▸ **Your assignment**
Each line of the data below that includes the string "girl" must be copied.

▸ **Data shown**
____________

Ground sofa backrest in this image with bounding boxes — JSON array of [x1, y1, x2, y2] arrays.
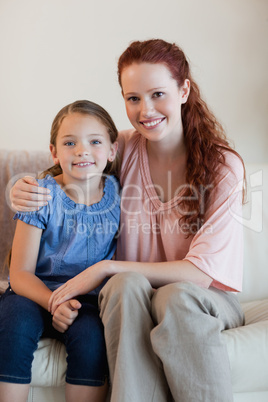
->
[[238, 163, 268, 302], [0, 150, 52, 280], [0, 151, 267, 302]]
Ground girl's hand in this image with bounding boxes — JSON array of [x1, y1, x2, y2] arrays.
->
[[48, 262, 108, 314], [52, 299, 82, 333], [10, 176, 51, 211]]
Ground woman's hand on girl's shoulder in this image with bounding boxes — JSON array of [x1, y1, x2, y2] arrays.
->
[[10, 176, 51, 211]]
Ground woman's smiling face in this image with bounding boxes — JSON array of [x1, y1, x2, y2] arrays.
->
[[121, 62, 189, 144]]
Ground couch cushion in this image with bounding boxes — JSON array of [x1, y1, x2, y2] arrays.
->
[[242, 299, 268, 325], [224, 299, 268, 393], [0, 280, 8, 294], [224, 320, 268, 393], [239, 164, 268, 302], [31, 338, 66, 387]]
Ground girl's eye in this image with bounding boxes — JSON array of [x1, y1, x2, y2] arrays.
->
[[65, 141, 75, 146], [152, 92, 164, 98], [91, 140, 101, 145]]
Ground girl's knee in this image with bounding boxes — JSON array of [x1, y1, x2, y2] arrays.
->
[[0, 292, 43, 332], [67, 332, 106, 363], [66, 330, 108, 383], [0, 291, 44, 362]]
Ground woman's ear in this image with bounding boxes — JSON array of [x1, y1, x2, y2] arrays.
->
[[108, 141, 119, 162], [49, 144, 59, 165], [181, 79, 190, 104]]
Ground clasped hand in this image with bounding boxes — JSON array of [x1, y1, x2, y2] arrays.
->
[[52, 299, 82, 333], [49, 262, 107, 333]]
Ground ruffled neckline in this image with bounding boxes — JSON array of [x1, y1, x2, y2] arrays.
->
[[41, 174, 119, 213]]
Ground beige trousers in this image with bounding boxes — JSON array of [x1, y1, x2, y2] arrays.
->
[[99, 272, 244, 402]]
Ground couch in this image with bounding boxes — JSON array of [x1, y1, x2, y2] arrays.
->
[[0, 149, 267, 402]]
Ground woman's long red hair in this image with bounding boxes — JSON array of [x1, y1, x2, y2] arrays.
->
[[118, 39, 245, 236]]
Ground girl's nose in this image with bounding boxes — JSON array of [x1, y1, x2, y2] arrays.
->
[[75, 146, 89, 157]]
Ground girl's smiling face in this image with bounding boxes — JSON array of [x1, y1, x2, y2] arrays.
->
[[50, 112, 117, 185], [121, 62, 190, 145]]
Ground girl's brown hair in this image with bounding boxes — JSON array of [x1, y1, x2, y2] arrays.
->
[[40, 100, 120, 179], [118, 39, 245, 235]]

____________

▸ **Solved problem**
Ground girl's hand in this image with bounding boxes — JSON array of [x1, y1, x2, y2] arrays.
Ground woman's hand on girl's shoulder in this image with bounding boxes — JSON array of [x1, y1, x2, y2] arrays.
Ground girl's eye in this image with bounding boxes — JSON array of [x1, y1, x2, y2] arrays.
Ground girl's knee in this image with bounding boxes — JSON array of [x1, y1, x2, y2] arrays.
Ground girl's nose in this image with bounding boxes — JSON array of [x1, y1, x2, y2] arrays.
Ground girl's smiling face in this image with bounding boxes — JSON array of [x1, y1, x2, y2] arrays.
Ground girl's brown hair in this image with bounding boxes — JSON array of [x1, y1, x2, y2] arrays.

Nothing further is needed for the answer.